**Data entries**:
────────────────────────────────────────

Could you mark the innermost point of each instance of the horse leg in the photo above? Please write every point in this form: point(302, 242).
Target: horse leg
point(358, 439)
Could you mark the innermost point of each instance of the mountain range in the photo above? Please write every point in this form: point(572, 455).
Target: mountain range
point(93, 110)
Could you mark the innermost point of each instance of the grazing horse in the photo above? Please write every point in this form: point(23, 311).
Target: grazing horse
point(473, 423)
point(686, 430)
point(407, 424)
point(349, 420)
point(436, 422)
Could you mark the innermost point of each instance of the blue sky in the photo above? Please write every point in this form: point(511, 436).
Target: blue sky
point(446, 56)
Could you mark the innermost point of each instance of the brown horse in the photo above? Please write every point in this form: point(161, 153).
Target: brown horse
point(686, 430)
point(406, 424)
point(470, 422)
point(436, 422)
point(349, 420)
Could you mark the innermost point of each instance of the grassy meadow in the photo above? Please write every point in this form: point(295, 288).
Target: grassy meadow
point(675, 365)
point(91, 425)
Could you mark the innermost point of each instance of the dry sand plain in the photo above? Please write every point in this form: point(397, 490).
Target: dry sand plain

────────────────────────────────────────

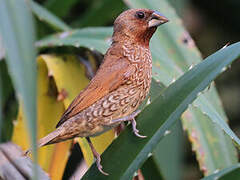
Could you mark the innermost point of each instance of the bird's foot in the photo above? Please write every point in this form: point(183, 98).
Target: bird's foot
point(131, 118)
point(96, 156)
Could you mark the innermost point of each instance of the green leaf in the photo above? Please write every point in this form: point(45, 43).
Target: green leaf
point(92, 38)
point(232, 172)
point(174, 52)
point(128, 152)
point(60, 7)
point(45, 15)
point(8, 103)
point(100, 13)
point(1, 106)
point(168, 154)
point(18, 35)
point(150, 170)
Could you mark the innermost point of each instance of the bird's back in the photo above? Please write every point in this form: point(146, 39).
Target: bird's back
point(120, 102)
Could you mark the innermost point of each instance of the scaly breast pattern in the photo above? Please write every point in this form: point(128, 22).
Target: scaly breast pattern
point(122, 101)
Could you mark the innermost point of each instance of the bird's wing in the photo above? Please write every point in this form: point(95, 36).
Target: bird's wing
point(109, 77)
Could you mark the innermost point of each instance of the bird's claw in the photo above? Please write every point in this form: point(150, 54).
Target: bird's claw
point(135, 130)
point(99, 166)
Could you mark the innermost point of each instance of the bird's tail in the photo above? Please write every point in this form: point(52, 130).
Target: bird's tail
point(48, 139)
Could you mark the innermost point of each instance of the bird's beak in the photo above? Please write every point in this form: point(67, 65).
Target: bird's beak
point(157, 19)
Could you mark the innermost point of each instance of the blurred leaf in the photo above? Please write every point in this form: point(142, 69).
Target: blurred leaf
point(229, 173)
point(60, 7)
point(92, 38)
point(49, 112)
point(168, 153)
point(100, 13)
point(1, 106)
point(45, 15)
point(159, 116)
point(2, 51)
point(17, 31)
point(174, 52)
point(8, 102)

────────────────────────────────────────

**Stated exercise**: Lay out the listing from the line containing "form: point(142, 69)." through the line containing "point(8, 102)" as a numbered list, with any blank lines left out.

**Completed task**:
1. Could you mark the innermost point of each instance of the blurred leaf in the photo above? Please write every point in this form: point(142, 69).
2. Target: blurred leaf
3. point(229, 173)
4. point(60, 7)
5. point(92, 38)
6. point(49, 112)
7. point(168, 153)
8. point(100, 13)
9. point(1, 106)
10. point(45, 15)
11. point(159, 116)
12. point(2, 51)
13. point(17, 31)
14. point(174, 52)
15. point(8, 102)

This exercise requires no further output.